#### [Task to complete]
What do the lines from the one containing "the boat t-top" through the end of the entries say? Quote them exactly, and only them.

(Source records)
-----

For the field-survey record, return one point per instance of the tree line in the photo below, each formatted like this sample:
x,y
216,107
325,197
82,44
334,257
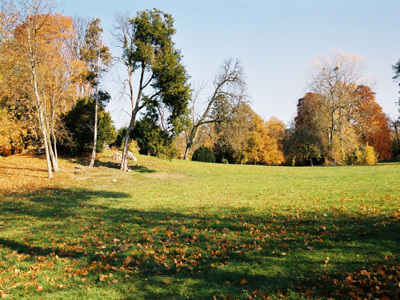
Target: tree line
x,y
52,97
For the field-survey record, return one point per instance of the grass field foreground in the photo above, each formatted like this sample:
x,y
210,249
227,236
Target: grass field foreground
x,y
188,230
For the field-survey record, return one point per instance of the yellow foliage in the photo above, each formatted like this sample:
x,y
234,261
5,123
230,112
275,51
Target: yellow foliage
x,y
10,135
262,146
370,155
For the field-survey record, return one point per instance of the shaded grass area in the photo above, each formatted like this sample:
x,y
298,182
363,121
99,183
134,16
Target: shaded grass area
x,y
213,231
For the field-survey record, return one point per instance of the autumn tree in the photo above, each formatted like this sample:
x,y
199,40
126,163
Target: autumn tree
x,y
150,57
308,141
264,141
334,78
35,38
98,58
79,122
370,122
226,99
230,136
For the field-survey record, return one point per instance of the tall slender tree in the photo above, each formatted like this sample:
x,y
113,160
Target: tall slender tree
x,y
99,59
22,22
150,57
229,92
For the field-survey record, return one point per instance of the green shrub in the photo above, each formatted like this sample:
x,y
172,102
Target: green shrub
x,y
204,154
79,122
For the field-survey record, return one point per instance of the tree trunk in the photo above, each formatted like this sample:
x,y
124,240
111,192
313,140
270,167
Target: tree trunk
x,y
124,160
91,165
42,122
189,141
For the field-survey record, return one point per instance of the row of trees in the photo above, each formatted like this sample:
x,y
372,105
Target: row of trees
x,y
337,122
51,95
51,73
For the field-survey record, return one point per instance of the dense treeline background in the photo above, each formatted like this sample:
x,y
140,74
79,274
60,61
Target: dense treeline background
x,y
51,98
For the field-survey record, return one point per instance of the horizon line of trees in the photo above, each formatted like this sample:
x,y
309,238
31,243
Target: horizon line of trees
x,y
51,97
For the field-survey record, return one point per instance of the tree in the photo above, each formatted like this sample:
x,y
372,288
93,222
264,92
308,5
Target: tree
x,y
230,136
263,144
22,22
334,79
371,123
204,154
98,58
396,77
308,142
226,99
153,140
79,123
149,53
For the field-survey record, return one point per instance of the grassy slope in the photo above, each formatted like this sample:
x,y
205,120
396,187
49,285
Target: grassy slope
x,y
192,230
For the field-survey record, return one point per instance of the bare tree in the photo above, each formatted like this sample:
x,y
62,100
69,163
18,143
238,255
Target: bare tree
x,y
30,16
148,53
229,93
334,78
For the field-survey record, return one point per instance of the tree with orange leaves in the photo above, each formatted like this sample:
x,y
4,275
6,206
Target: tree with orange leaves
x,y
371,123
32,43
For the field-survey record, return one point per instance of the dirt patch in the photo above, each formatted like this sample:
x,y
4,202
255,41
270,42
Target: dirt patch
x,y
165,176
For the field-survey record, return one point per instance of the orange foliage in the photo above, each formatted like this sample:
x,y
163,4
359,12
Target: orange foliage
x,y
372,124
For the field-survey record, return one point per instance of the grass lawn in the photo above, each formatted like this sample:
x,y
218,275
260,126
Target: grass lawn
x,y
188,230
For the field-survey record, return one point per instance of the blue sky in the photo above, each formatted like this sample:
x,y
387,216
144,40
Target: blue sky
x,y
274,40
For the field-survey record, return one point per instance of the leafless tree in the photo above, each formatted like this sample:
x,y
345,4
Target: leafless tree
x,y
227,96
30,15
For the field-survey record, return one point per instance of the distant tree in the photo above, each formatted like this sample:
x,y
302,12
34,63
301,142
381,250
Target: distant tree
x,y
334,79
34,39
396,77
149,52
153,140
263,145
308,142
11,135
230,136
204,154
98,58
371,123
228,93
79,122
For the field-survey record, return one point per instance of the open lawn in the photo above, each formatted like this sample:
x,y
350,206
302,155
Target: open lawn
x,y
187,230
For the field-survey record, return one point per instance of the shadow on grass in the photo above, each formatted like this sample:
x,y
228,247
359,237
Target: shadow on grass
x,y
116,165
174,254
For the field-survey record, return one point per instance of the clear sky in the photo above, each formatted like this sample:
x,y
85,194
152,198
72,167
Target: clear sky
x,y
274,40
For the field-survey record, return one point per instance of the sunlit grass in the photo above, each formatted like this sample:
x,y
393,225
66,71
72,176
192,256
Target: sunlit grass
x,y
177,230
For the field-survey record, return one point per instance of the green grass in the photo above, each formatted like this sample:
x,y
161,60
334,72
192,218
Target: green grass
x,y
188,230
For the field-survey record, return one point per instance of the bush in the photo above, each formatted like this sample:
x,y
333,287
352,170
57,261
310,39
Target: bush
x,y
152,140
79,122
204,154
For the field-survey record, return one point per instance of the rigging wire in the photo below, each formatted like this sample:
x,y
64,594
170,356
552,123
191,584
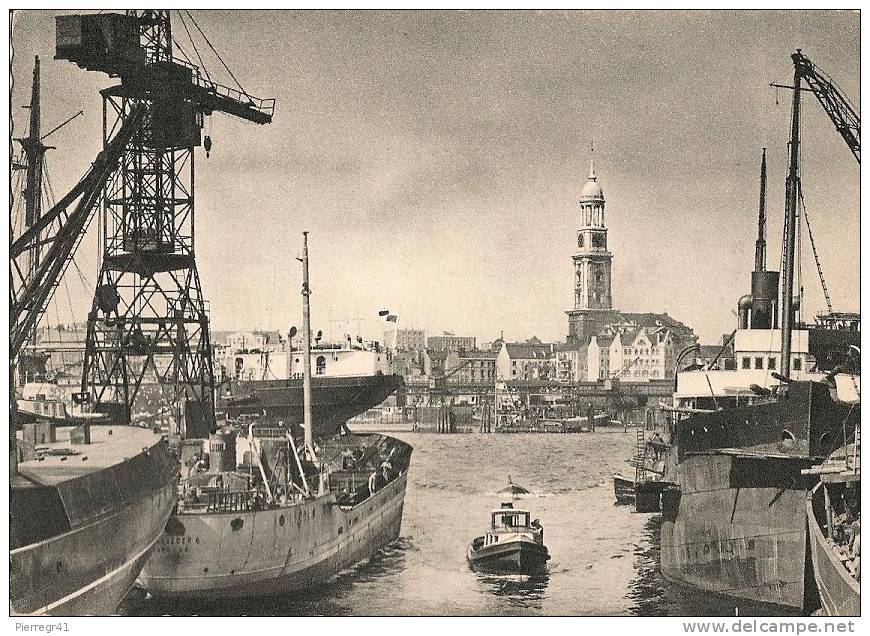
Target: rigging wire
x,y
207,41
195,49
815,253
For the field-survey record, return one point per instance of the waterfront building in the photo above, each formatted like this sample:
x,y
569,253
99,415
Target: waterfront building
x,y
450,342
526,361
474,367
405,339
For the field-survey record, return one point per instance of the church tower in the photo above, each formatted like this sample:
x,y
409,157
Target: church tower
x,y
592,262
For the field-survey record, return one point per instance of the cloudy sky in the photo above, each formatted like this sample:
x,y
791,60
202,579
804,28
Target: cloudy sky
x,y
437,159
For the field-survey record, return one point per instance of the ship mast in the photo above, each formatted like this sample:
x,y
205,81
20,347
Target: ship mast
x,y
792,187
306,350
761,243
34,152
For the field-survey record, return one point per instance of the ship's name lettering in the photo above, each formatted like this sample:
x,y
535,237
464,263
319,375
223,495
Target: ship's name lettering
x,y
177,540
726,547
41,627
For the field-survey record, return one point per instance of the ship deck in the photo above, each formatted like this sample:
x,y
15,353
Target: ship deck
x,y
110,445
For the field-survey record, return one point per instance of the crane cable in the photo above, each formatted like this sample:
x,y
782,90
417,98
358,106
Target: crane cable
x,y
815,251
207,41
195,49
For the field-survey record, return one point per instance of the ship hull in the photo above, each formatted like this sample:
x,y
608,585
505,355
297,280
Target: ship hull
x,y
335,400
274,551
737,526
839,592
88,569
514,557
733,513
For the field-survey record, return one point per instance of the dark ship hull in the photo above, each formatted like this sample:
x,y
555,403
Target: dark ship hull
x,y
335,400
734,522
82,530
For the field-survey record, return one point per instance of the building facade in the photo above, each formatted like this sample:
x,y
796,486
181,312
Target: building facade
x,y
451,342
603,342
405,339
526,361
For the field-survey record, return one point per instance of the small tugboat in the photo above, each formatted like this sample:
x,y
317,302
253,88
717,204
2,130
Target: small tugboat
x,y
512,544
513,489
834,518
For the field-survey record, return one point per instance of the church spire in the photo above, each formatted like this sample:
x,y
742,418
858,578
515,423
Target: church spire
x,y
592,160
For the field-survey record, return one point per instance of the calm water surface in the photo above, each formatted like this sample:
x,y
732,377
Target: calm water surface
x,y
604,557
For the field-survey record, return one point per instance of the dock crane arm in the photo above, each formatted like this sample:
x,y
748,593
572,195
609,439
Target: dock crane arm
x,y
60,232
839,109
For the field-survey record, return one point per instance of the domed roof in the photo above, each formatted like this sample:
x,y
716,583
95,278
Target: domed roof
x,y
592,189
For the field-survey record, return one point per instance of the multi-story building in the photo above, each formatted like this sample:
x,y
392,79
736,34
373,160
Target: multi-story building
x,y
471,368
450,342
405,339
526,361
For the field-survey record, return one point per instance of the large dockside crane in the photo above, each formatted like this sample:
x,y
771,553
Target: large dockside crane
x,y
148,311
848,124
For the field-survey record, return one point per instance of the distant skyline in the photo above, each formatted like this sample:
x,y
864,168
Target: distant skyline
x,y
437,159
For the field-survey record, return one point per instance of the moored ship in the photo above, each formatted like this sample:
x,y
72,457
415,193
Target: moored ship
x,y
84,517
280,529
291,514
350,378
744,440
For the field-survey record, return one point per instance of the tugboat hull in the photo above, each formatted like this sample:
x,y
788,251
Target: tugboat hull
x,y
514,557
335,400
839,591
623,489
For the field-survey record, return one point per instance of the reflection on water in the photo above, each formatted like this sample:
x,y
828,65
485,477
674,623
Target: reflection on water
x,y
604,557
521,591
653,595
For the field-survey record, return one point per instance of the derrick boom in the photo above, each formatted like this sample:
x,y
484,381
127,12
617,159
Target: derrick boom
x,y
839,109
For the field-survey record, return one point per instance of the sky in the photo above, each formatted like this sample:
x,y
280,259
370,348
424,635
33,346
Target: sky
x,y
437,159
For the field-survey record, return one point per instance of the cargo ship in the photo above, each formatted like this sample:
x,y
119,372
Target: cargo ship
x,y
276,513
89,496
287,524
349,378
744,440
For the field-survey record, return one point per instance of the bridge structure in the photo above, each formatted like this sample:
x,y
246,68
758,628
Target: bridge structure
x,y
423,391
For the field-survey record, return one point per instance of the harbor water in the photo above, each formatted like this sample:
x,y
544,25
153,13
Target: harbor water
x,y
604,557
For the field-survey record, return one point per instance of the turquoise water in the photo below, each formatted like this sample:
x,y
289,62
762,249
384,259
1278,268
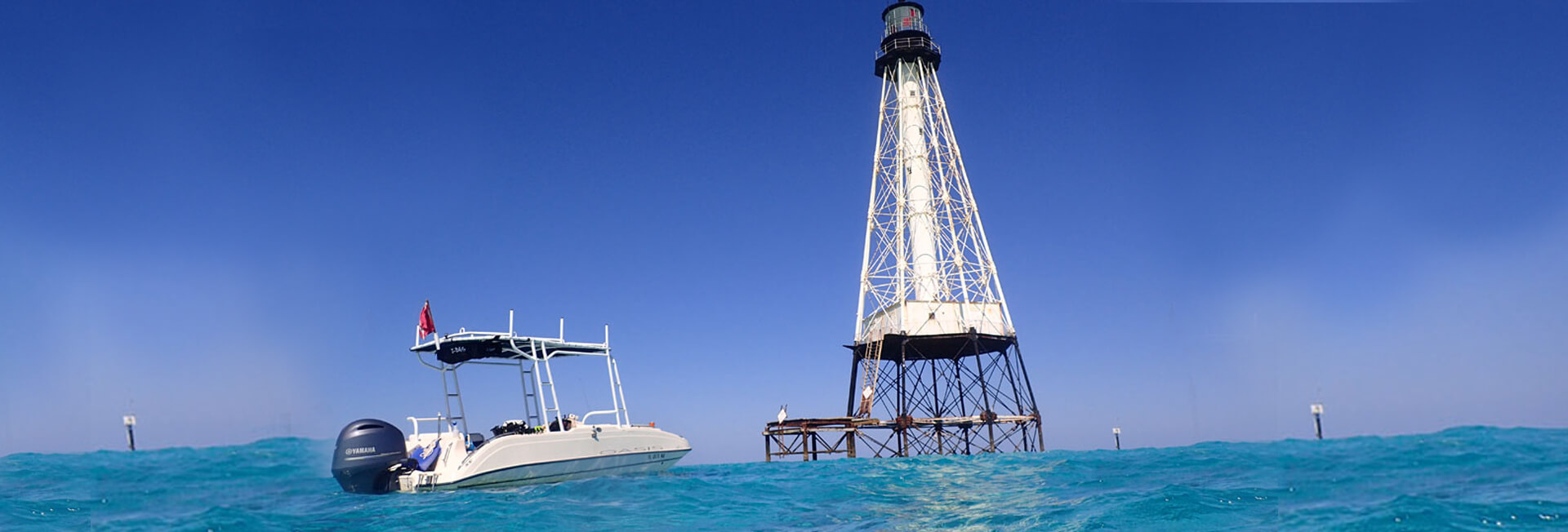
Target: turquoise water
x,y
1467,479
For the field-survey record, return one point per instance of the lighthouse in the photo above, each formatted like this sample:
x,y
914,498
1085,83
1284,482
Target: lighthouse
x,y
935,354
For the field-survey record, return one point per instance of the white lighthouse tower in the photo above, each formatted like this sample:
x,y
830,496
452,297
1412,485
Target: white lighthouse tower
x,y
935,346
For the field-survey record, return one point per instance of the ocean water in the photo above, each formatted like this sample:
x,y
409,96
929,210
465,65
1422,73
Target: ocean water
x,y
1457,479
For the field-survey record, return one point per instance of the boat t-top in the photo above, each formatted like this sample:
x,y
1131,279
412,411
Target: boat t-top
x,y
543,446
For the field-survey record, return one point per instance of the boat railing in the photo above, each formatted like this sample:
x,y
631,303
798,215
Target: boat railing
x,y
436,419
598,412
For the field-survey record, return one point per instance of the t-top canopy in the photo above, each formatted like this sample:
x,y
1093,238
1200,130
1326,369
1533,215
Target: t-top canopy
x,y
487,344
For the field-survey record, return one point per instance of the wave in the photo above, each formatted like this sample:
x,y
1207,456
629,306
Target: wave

-----

#### [Task answer]
For the field-survey record, return one point per instance of the boat t-top in the photo above, each formatted like this sample:
x,y
1131,279
412,411
Target: boat t-top
x,y
543,446
For the field-survey record, return one point per instance of the boat railing in the photo above, each formatted like this sample:
x,y
631,303
798,215
Target: boat railing
x,y
436,419
598,412
For the field-survey record, return one point per instance of the t-top canopy in the photo above, each formatted like this sample:
x,y
1093,238
1200,130
1326,369
1533,215
Target: t-top canopy
x,y
487,344
For the field-survey record, return one point per instance of the wave in the photo above, each formatted like this sample:
x,y
1207,456
629,306
Target: wave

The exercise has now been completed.